# EXERCISE INSTRUCTIONS
1. In the reflections on evo-eco, list the things that the text says ecologists who don't focus on evolution study in ecological time.
2. According to the reflections on evo-eco, which ecologists are perhaps the most tightly squeezed, and why?
3. Carry on the reflections on evo-eco, starting right after its final sentence.
━━━ EXTRACT PROVIDED
Some Reflections on Evo-Eco

Some ecologists study evolutionary processes and we call them evolutionary ecologists. They have their own journals and are a thriving field of science. Other ecologists study populations, communities, and ecosystems in ecological time and do not in general concern themselves with evolutionary changes.The question is should they? Evo-Eco is a search for evolutionary changes that have a decisive impact on observable ecological changes like that of a collapsing bird population.

There are two schools of thought. The first is that evo-eco is very important and the changes that ecologists are trying to understand are partly caused by ecological mechanisms like predation and competition but are also associated with genetic changes that affect survival and reproduction. Consequently an ecologist studying the declining bird population should study both genetics and ecology. The second school of thought is that evo-eco is rarely of any importance in causing ecological changes, so that we can more or less ignore genetics if we wish to understand why this bird population is disappearing.

A practical problem immediately rears its head. To be safe we should all follow evo-eco in case genetics is involved in dynamics. But given the number of problems that ecologists face, the number of scientists available to analyse them, and the research dollars available it is rare to have the time, energy or money to take the comprehensive route. Conservation ecologists are perhaps the most tightly squeezed of all ecologists because they have no time to spare. Environmental managers request answers about what to do, and the immediate causes of conservation problems are (as everyone knows) habitat loss, introduced pests and diseases, and pollution.
━━━━━━
━━━ RECORD SET
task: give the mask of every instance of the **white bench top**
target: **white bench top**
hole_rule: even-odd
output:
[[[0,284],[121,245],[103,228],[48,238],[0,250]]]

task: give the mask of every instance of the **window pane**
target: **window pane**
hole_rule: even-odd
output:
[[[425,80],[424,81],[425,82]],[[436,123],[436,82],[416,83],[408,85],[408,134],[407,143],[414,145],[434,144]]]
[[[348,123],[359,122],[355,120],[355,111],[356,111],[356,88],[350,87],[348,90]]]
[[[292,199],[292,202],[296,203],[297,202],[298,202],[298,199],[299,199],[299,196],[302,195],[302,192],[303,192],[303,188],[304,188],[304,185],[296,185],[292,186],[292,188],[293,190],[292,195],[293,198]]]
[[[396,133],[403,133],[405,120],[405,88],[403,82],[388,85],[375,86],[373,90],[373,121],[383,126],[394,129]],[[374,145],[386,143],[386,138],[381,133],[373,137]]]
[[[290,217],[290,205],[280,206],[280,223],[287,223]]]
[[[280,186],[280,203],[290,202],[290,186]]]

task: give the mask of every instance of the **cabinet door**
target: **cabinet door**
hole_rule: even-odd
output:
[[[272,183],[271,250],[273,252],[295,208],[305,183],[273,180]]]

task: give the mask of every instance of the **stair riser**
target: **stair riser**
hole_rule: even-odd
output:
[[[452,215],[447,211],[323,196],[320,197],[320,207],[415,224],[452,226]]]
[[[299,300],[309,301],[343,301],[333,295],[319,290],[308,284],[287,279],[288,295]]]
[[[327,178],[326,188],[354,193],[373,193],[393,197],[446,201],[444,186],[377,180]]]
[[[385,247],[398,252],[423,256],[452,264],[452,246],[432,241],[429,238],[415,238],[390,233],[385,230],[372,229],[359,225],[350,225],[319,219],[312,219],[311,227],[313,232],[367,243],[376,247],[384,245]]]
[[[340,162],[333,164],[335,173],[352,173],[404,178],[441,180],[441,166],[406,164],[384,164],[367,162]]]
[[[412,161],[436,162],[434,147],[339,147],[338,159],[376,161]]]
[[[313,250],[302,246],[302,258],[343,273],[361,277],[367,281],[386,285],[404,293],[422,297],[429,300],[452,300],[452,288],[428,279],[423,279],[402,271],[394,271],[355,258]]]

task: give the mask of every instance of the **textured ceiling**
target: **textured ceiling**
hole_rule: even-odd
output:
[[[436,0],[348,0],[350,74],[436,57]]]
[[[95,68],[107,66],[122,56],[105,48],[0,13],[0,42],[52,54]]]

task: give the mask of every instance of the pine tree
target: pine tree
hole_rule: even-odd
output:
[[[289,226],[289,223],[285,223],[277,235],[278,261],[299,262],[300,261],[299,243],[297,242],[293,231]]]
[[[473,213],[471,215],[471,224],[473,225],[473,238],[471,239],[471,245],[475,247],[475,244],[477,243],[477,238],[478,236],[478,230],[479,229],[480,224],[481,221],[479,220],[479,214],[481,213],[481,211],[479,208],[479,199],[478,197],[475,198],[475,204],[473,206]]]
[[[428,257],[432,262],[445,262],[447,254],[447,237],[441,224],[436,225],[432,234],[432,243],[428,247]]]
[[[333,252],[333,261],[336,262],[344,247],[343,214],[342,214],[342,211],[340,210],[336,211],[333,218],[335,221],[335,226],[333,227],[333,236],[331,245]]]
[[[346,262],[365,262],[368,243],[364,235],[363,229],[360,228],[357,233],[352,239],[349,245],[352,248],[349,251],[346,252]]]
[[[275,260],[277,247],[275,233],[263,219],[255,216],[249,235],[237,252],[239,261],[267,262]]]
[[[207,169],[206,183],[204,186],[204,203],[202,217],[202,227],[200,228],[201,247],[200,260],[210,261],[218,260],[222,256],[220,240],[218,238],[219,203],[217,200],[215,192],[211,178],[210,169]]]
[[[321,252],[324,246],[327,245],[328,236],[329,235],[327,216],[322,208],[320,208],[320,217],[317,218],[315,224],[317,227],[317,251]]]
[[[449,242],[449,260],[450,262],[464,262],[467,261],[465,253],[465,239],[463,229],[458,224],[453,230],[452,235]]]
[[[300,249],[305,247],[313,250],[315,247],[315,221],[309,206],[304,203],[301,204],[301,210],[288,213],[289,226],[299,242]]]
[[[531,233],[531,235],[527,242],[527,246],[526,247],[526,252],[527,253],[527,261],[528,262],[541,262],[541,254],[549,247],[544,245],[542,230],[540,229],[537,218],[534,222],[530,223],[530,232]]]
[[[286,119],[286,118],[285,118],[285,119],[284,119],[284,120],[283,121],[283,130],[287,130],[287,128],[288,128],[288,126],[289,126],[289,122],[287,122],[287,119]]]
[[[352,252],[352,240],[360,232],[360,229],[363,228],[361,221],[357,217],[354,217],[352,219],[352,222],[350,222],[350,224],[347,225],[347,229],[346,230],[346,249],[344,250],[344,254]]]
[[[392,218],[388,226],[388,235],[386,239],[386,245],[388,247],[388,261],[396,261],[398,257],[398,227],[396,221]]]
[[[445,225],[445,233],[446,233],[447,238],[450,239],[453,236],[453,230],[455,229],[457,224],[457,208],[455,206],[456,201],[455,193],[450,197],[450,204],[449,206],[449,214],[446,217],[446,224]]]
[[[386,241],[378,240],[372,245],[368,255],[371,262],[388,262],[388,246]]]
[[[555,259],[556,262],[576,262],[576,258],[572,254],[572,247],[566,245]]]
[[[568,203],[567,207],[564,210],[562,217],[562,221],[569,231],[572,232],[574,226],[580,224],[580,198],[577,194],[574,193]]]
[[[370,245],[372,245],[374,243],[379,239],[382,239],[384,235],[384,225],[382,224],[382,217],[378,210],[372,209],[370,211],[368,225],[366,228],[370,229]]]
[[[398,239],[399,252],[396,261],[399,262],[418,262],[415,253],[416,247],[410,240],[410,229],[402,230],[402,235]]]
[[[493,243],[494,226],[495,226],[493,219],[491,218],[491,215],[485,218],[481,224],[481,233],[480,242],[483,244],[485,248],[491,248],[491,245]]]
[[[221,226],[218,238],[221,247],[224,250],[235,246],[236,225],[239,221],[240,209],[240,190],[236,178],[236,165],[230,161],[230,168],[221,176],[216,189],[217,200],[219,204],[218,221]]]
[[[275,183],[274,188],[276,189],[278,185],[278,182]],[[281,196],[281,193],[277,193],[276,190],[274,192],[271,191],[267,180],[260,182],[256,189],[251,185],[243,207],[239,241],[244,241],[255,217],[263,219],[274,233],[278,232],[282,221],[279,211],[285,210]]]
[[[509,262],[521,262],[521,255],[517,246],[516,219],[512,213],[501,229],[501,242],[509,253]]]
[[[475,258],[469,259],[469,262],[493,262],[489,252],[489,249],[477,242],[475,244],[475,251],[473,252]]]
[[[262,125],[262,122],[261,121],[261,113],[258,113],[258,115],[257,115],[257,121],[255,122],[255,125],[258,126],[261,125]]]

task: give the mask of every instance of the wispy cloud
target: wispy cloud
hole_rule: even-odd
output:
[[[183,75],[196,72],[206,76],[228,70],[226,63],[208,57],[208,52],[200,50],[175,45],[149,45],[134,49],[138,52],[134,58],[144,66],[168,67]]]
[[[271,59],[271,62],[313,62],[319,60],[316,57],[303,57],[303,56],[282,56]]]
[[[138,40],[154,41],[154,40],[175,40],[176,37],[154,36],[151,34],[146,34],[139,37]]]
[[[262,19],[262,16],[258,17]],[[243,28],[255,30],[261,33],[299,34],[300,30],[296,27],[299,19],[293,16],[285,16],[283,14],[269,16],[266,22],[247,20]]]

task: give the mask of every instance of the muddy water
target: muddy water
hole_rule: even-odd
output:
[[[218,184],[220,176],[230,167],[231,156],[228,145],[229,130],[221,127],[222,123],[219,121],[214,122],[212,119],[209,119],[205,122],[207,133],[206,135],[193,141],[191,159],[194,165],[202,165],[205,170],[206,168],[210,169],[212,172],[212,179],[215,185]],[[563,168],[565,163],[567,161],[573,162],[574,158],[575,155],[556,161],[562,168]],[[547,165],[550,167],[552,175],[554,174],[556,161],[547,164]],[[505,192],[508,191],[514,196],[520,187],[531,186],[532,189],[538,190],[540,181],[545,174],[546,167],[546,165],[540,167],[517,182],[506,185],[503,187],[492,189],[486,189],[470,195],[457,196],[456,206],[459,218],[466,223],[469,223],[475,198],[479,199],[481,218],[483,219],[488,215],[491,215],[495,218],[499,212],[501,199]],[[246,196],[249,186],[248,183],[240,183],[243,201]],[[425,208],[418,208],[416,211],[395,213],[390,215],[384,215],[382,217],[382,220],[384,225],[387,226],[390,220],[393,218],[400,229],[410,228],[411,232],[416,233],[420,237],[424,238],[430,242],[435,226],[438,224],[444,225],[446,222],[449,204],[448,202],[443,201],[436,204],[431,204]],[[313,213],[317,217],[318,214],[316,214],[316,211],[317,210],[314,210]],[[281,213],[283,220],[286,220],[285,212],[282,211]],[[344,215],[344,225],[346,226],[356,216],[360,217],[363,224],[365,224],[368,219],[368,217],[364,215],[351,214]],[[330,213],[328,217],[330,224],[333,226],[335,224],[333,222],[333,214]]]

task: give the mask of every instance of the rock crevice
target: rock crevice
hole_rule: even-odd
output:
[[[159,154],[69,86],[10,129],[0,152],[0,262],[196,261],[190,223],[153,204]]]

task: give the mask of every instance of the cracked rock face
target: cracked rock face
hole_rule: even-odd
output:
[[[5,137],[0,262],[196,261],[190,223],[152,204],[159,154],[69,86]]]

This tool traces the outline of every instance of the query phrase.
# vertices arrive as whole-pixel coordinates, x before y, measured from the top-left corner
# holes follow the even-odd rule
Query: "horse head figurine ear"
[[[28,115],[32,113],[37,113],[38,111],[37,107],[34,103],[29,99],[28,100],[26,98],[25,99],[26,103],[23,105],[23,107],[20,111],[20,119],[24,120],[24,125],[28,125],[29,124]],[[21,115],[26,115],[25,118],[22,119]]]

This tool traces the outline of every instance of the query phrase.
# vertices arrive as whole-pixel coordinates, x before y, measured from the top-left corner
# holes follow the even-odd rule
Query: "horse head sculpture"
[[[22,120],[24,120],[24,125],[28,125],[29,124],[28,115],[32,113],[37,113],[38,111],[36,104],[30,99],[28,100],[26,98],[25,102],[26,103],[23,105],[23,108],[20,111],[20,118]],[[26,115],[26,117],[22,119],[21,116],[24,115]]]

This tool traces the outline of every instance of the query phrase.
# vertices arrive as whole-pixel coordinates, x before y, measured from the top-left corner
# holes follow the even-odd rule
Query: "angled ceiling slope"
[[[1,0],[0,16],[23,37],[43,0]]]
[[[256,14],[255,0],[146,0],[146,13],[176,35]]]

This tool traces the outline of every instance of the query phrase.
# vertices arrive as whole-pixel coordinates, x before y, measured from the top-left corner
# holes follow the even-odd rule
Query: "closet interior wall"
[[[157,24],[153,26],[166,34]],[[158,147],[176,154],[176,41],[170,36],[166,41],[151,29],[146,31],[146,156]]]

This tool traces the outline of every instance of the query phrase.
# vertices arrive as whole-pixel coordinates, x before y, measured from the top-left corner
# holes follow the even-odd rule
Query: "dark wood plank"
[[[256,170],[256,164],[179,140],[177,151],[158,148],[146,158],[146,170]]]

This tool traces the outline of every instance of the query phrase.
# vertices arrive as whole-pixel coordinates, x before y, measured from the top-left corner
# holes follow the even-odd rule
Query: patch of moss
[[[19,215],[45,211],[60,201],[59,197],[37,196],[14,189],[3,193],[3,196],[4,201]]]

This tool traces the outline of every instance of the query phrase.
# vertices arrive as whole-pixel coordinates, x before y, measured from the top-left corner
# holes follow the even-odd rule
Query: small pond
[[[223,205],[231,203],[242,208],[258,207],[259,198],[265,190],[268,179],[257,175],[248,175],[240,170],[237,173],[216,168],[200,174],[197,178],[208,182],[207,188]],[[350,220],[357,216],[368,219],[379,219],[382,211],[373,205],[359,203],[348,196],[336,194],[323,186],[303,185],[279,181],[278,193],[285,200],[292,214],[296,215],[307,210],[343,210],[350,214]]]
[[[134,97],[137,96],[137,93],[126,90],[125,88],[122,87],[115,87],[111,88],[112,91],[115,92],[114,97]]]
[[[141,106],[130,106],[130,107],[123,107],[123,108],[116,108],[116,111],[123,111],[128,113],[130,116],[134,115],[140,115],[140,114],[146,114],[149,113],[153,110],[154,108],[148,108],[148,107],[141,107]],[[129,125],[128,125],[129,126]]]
━━━━━━
# ANSWERS FOR THE EXERCISE
1. populations, communities, ecosystems

2. Conservation ecologists, because they have no time to spare.

3.
The consequence of all this is that the two schools of thought drift apart. I cannot foresee any easy way to solve this issue. Progress in evolutionary ecology is often very slow and knowing the past rarely gives us much insight into predicting the human-affected future. Progress in conventional ecology is faster but our understanding is based on short-term studies of unknown generality for future events. Both schools of thought race along with mathematical models that may or may not tell us anything about the real world, but are conceptually elegant and in a pinch might be called progress if we had time to test them adequately.

The most useful evo-eco approach has been to look at human-caused selection via fishing for large sized fish or hunting for Dall sheep with the largest horns. The overuse of antibiotics for human sickness and as prophylactics for our farm animals is another classic case in which to understand the ecological dynamics we need to know the evolutionary changes that we humans have caused. These are clear cases in which genetic insights can teach us very much.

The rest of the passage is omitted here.